> **The exercise**: Can you rewrite everything from the line containing "Expected: one point per instance of the brick" down to the end of the listing, copying the text lines unchanged but scaling every point coordinate by 0.2 and rounding it to a whole number, with halves rounded up?

> **Dataset records**:
--

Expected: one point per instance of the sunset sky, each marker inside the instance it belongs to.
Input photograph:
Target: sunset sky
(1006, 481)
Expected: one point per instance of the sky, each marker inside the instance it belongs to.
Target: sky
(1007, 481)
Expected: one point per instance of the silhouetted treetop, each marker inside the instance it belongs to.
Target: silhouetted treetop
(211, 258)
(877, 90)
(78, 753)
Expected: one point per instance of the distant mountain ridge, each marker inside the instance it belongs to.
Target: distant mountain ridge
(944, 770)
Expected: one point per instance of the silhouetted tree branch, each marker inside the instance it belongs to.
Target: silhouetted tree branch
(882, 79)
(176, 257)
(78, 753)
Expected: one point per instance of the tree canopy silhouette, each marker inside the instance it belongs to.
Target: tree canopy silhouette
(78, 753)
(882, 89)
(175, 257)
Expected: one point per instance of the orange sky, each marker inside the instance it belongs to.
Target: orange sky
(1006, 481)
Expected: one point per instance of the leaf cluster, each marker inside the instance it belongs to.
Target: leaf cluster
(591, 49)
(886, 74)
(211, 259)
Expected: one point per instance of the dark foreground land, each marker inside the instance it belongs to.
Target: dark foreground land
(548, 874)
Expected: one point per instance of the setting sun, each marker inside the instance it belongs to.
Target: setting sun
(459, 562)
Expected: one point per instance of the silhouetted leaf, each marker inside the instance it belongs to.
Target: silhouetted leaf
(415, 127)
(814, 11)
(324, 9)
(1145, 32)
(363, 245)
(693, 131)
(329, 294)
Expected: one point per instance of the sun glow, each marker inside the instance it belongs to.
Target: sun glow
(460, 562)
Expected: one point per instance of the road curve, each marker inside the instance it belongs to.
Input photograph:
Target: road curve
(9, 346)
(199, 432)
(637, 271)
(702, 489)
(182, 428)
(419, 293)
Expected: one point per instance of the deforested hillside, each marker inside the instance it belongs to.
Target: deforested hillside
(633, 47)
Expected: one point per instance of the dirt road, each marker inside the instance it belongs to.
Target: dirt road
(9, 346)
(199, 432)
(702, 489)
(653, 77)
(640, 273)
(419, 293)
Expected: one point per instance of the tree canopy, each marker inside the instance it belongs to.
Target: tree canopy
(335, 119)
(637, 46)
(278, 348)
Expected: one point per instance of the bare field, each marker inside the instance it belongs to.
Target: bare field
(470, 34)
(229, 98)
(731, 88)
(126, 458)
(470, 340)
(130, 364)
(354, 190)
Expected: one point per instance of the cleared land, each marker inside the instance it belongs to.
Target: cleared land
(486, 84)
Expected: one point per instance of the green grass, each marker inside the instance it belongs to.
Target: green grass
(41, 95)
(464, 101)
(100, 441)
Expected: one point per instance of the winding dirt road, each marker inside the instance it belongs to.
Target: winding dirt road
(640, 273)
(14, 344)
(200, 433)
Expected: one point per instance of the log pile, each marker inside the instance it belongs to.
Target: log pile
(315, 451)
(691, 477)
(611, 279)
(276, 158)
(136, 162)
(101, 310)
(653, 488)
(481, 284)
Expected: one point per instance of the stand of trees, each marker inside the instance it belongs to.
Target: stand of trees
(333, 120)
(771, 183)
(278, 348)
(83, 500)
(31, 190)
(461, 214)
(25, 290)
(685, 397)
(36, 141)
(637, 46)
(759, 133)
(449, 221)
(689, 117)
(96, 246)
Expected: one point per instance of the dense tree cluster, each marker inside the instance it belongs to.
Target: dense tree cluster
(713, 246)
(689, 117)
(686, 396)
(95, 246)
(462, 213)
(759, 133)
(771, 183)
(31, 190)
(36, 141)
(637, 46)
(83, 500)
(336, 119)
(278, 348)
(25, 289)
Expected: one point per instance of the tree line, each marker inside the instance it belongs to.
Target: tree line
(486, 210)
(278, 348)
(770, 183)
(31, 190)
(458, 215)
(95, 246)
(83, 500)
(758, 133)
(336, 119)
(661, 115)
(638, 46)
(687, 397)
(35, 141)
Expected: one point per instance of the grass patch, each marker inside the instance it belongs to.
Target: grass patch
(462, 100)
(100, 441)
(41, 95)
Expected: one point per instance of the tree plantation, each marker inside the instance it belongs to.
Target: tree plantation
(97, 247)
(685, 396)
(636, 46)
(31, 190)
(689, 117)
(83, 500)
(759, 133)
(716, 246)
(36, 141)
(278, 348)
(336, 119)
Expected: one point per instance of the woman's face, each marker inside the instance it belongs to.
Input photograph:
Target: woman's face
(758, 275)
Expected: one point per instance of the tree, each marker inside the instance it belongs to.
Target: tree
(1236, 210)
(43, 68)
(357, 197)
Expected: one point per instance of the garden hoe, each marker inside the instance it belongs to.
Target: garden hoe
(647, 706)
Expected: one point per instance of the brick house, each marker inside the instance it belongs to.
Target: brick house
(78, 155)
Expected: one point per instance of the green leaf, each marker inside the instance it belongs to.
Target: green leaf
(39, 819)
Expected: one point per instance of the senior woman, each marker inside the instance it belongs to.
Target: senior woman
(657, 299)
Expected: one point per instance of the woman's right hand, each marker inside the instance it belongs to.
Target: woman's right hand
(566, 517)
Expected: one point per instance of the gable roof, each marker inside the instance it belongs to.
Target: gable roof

--

> **Reply to the exercise**:
Expected: one point per instance of the brick house, each marker inside the instance it belongs to.
Target: brick house
(16, 31)
Expected: one point per instance of the green leaf, each marker inside the instance it belongs to.
Target: green leaf
(8, 164)
Expected: one point per instance of the senior woman, each marker inside the instance it belongs to.
Target: senior woman
(131, 60)
Expected: one point per instance of the woman's right hand, each marker inside the instance it belongs to.
Target: woman's right hand
(113, 103)
Expected: one point per instance of the gable roof, each marker inside the instance it belongs to.
Target: gable roof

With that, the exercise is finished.